RECORDS FOR THIS EXERCISE ->
━━━
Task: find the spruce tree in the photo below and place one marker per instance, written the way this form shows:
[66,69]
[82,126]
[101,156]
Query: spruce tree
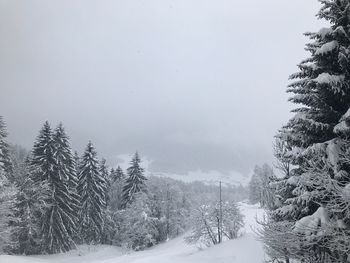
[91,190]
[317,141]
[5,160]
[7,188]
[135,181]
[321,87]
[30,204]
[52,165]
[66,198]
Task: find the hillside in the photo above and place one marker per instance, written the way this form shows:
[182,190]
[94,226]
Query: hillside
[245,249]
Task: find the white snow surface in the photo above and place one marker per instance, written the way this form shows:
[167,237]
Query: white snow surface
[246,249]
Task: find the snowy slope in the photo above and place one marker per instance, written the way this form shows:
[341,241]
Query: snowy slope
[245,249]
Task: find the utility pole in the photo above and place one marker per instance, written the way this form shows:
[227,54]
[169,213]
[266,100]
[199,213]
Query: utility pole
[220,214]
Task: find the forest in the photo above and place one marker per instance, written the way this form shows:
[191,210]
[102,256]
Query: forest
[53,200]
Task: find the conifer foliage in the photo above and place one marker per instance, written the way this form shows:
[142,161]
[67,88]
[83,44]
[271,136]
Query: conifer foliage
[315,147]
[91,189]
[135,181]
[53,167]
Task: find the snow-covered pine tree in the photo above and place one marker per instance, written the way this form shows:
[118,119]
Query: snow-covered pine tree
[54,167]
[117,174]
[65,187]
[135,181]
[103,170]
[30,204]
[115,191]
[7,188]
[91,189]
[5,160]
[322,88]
━━━
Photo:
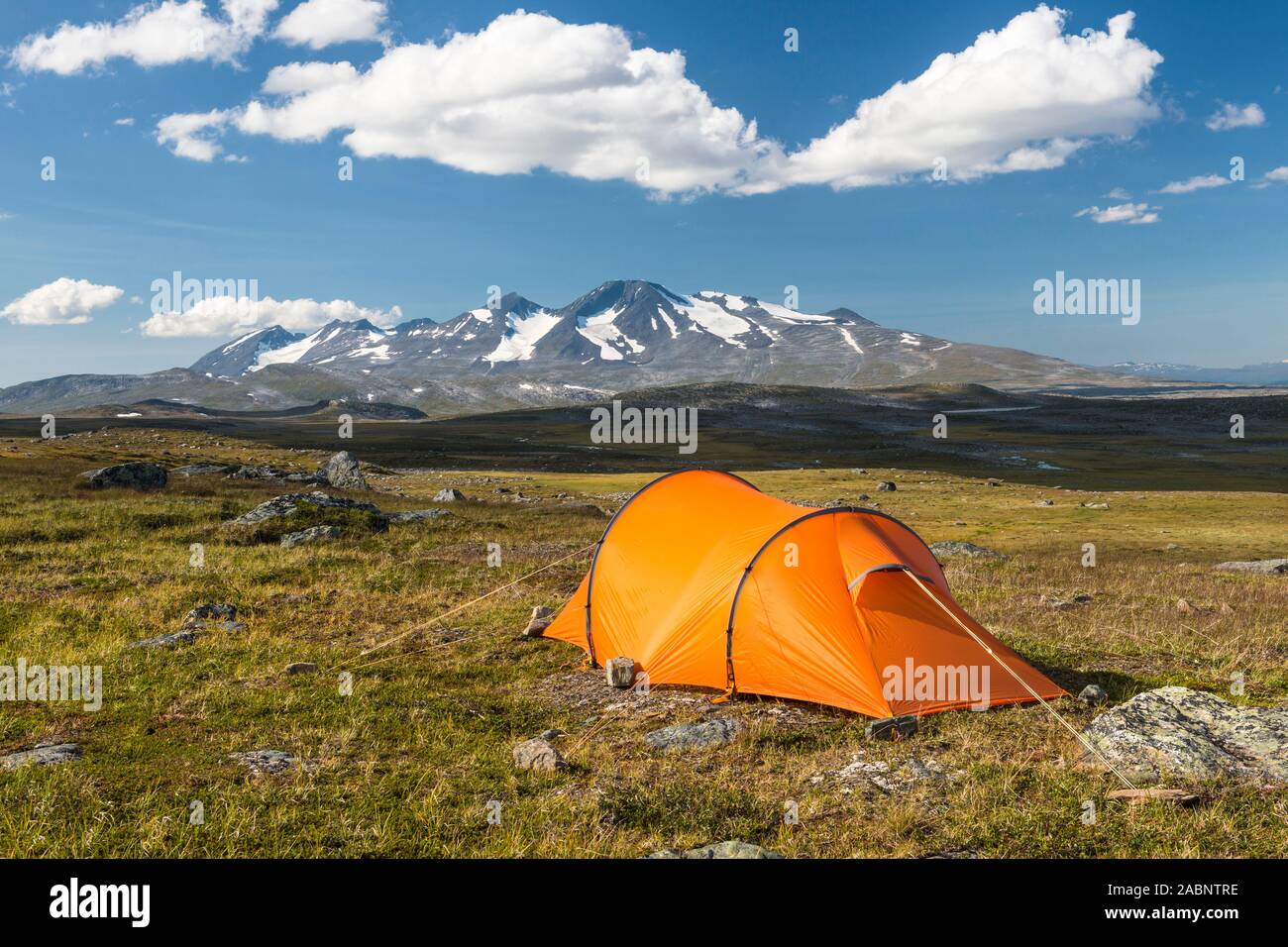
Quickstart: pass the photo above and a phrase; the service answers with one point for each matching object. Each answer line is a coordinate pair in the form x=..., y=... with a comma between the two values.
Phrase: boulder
━━━
Count the lines in the listing above that contain the string "Query". Reply with only the number.

FULL SOLUTION ->
8